RECORD SET section start
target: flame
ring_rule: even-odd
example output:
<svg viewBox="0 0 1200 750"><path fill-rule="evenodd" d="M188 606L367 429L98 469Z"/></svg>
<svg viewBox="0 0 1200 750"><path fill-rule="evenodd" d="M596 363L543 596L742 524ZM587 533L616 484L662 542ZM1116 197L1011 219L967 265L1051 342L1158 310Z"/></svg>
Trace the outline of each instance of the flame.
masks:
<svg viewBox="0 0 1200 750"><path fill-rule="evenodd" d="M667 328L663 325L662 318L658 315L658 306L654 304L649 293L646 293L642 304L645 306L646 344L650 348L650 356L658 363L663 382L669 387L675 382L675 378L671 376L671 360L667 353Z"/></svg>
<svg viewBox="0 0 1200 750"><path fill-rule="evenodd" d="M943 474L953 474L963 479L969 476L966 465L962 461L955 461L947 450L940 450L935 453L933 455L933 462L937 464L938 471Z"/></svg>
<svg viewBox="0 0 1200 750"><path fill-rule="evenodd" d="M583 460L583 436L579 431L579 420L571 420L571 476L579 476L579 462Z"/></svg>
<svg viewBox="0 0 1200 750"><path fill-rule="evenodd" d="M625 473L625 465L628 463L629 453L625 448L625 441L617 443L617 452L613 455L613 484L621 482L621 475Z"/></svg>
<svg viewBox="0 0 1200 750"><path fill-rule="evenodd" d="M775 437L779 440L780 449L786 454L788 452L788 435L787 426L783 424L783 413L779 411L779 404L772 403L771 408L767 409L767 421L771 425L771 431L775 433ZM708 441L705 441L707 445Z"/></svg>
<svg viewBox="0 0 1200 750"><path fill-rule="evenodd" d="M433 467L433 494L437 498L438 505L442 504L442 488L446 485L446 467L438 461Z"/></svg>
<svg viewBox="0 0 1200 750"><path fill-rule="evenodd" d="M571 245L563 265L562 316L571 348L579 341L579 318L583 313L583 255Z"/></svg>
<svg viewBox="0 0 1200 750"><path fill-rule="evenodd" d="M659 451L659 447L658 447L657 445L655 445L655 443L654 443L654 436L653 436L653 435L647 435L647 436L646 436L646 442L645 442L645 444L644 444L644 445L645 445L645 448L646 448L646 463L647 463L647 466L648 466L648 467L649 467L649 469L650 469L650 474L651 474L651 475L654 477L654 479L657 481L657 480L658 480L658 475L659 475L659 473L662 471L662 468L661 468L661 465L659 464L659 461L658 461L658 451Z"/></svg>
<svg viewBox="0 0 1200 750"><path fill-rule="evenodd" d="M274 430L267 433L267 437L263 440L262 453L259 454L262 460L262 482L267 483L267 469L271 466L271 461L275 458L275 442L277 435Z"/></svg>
RECORD SET section end
RECORD SET section start
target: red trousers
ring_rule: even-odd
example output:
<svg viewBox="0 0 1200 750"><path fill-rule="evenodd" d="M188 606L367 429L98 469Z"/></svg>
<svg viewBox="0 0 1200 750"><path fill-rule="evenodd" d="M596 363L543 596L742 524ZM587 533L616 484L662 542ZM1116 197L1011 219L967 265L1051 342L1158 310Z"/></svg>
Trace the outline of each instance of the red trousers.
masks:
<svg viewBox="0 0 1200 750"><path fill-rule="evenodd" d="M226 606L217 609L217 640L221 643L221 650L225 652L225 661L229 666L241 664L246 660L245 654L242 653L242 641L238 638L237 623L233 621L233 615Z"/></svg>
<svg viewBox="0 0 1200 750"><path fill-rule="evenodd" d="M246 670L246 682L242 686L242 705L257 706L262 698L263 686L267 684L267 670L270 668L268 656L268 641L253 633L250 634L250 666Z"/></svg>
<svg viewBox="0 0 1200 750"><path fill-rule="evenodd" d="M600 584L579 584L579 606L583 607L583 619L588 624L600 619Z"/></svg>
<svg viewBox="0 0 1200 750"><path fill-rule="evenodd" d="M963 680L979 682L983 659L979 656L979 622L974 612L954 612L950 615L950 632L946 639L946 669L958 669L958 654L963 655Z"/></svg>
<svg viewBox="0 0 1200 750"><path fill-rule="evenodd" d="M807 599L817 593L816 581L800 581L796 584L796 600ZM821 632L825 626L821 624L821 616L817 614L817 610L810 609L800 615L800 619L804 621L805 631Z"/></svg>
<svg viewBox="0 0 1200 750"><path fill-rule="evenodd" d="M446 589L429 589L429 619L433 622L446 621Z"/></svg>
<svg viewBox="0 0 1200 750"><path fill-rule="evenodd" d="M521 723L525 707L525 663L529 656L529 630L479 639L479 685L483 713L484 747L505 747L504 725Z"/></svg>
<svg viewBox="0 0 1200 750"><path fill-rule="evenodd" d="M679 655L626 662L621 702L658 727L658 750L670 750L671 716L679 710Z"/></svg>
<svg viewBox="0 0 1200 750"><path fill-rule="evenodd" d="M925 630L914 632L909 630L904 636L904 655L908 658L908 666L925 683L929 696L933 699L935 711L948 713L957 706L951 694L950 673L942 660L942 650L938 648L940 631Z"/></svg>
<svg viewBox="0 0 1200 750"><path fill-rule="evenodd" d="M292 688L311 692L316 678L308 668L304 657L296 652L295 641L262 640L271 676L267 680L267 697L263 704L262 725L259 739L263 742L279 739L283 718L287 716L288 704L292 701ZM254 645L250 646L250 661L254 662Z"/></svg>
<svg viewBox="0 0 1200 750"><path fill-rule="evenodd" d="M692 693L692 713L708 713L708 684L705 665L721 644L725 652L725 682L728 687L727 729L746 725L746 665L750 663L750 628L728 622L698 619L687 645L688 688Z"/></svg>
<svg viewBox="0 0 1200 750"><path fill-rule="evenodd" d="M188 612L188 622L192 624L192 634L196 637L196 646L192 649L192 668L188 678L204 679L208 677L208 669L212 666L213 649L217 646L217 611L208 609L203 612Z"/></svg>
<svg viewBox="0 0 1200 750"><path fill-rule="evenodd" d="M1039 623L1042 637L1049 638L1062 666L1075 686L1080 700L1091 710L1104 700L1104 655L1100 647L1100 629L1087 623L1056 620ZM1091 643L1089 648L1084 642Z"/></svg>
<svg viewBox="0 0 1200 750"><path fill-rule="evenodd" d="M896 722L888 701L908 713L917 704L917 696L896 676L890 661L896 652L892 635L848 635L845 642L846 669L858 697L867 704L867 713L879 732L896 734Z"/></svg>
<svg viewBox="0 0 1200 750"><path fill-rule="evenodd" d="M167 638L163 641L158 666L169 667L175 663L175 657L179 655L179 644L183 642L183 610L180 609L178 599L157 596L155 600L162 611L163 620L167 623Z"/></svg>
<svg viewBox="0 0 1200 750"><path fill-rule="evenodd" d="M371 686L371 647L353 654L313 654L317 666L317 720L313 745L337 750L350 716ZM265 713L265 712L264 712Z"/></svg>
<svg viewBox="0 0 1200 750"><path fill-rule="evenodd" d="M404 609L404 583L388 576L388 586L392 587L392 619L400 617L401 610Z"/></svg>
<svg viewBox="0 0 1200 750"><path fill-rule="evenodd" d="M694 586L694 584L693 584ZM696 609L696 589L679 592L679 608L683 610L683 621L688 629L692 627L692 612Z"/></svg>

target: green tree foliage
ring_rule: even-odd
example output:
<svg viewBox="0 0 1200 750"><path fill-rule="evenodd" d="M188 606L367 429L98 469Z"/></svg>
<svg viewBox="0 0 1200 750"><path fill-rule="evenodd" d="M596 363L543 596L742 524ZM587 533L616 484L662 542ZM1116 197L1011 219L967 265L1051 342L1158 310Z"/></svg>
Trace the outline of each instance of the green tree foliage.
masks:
RECORD SET section end
RECORD SET section start
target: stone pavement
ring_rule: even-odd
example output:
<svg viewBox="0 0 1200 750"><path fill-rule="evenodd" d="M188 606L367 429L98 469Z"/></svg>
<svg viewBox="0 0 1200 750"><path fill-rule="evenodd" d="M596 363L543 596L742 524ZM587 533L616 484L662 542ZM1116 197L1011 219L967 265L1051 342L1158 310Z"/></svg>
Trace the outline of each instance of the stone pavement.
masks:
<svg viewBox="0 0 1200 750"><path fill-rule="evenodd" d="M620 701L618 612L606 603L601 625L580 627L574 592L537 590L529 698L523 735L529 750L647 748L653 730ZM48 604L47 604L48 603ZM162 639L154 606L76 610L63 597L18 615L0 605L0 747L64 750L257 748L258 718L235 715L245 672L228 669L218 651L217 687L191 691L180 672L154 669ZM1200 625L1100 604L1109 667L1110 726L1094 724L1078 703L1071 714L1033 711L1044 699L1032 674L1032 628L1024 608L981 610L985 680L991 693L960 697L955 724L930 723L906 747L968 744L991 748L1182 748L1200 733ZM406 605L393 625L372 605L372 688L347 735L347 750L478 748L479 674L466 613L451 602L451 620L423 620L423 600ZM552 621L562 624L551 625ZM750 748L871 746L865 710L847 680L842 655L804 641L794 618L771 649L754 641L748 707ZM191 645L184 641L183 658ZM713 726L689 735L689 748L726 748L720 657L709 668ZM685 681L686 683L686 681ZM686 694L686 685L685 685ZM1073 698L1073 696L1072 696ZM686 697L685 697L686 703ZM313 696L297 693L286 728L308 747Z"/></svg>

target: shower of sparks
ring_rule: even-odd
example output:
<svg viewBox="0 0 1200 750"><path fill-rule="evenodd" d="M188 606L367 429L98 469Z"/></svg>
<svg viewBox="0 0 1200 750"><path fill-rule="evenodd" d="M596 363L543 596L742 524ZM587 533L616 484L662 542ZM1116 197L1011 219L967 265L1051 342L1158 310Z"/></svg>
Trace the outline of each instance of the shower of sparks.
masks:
RECORD SET section end
* EXERCISE PROMPT *
Wherever the word "stone" appears in the listing above, copy the whole line.

* REPLY TO THE TASK *
target: stone pavement
Trace the outline of each instance of the stone pavement.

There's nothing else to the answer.